_Extract provided_
——————————
Introduction: The American College of Obstetricians and Gynecologists (ACOG) and American Society of Addiction Medicine (ASAM) published standards of care for pregnant persons with opioid use disorder (OUD). Yet, many pregnant persons face serious barriers in accessing medications for opioid use disorder (MOUD) while incarcerated. We examined the availability of MOUD in U.S. jails.
Methods: Data are from a cross-sectional survey of jail administrators (2018-2019; n=371), including five domains: medical intake, non-urgent care, medical services and staffing, substance abuse treatment, and miscellaneous. Analyses were performed using SAS.
Results: More MOUD options were provided to incarcerated pregnant persons than non-pregnant incarcerated persons (X2=142.10, p < 0.0001). Jurisdiction size and urbanicity significantly impacted whether MOUD was offered (X2=30.12, p < 0.0001; X2=26.46, p < 0.0001), and offering this care was less likely in jails with fewer than 50 incarcerated persons (OR 0.35, 95% CI: 0.21-0.61) or within a noncore county (OR 0.33, 95% CI: 0.20–0.54). Methadone was the most common MOUD offered for continued care for both pregnant and non-pregnant incarcerated persons. Of the 144 jails within a county with at least one public methadone clinic, 33% did not offer any kind of methadone treatment, and over 80% did not provide linkage after release from jail.
——————————
_Task objective_
Rewrite the abstract between "Introduction: The American" and "performed using SAS.", inclusive, changing "pregnant persons" to "pregnant people".

_Collected data_
——————————
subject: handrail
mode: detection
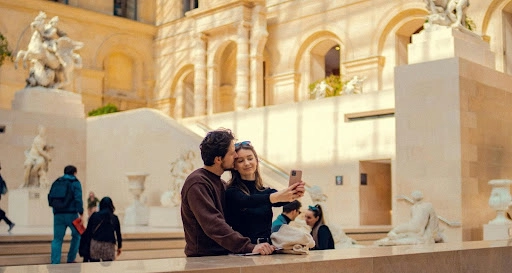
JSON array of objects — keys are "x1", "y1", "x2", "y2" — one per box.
[{"x1": 395, "y1": 195, "x2": 462, "y2": 227}]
——————————
_Solution below_
Introduction: The American College of Obstetricians and Gynecologists (ACOG) and American Society of Addiction Medicine (ASAM) published standards of care for pregnant people with opioid use disorder (OUD). Yet, many pregnant people face serious barriers in accessing medications for opioid use disorder (MOUD) while incarcerated. We examined the availability of MOUD in U.S. jails.
Methods: Data are from a cross-sectional survey of jail administrators (2018-2019; n=371), including five domains: medical intake, non-urgent care, medical services and staffing, substance abuse treatment, and miscellaneous. Analyses were performed using SAS.